:: Text excerpt ::
Hackers write programs that apply dictionaries with millions of passwords to force entry into the computer systems of individuals and organizations. So-called “brute force attacks” have a startlingly high success rate of infiltrating computers. The three biggest reasons the attacks are so fruitful is that:

  1. Individuals use simplistic passwords they can remember;
  2. Users do not change their passwords frequently enough;
  3. They use the same passwords across applications.


For greater security, galleries can set the password length to 20 characters, chosen at random. Password vault software such as Dashlane and LastPass can help users generate and maintain lengthy complex passwords.


Hackers often use a method called email spoofing. They alter parts of an email to trick users into believing it comes from a legitimate source. These scammers pose as chief executives or business owners and send forged messages to the business’s accounting manager.

This was what London-based dealer Simon Lee recently had to deal with. Their accountant received an email from someone within the company, instructing her to pay an invoice immediately.

Expo Chicago also suffered the same ordeal. Unlike the former, though, they were able to detect the bogus email. Before wiring the payment, the accountant opted to confirm the details of the invoice with the president of the company, Tony Karman.

Apart from extra security measures, an effective way to prevent cyber fraud is education. Employees can be taught how to detect these cyber-attacks. Better yet, companies should consider implementing more robust processes and procedures that involve responses to electronic requests.

:: Problem requirements ::
Answer these questions from the text on cyber fraud:
1. What password length does the text recommend galleries set?
2. Which two password vault programs does it name?
3. Whom did the Expo Chicago accountant contact to confirm the invoice details?
None of the data is needed here.

:: Records provided ::
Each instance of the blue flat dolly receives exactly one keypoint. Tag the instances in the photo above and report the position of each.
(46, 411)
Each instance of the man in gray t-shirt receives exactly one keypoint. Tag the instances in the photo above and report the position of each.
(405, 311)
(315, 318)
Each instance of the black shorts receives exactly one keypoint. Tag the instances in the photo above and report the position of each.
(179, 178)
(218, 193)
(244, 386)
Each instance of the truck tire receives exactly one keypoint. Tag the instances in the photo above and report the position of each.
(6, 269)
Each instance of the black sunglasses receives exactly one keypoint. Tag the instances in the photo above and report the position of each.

* * *

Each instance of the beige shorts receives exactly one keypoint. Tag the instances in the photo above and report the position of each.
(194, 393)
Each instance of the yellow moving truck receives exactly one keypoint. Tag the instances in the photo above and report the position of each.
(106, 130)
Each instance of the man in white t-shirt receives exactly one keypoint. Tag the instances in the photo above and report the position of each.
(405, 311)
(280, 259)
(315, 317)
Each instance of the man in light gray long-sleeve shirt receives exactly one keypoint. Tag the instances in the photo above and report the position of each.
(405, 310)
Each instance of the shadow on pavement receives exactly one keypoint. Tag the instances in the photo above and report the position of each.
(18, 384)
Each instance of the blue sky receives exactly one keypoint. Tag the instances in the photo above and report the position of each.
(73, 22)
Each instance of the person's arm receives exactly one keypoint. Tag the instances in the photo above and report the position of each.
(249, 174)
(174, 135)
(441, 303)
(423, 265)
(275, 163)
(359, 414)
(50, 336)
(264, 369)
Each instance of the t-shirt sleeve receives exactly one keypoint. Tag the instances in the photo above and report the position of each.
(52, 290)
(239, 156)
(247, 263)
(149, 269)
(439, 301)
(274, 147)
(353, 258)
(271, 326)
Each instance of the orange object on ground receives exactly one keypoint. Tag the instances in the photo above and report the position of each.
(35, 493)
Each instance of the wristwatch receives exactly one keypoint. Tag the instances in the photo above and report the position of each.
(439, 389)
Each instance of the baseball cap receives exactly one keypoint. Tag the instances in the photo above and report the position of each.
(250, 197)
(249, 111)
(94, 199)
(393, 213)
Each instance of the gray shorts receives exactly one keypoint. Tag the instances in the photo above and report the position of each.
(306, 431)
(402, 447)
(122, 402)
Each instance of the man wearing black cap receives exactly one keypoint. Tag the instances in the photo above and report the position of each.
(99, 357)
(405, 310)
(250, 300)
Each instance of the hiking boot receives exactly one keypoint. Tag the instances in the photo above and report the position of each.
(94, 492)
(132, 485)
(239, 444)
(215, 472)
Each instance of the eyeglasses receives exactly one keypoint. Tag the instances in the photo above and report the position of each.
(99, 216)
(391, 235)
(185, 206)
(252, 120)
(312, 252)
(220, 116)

...

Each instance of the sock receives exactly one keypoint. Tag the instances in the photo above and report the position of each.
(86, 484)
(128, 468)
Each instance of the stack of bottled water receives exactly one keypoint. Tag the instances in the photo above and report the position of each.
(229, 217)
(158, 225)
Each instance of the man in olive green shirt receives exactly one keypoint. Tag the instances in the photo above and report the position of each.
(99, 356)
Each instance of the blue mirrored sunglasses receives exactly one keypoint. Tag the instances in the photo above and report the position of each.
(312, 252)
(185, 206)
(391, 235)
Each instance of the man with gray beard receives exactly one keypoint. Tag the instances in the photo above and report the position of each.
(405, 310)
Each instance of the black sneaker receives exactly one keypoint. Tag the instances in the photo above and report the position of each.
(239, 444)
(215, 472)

:: Final answer ::
1. 20 characters, chosen at random.
2. Dashlane and LastPass.
3. Tony Karman, the company's president.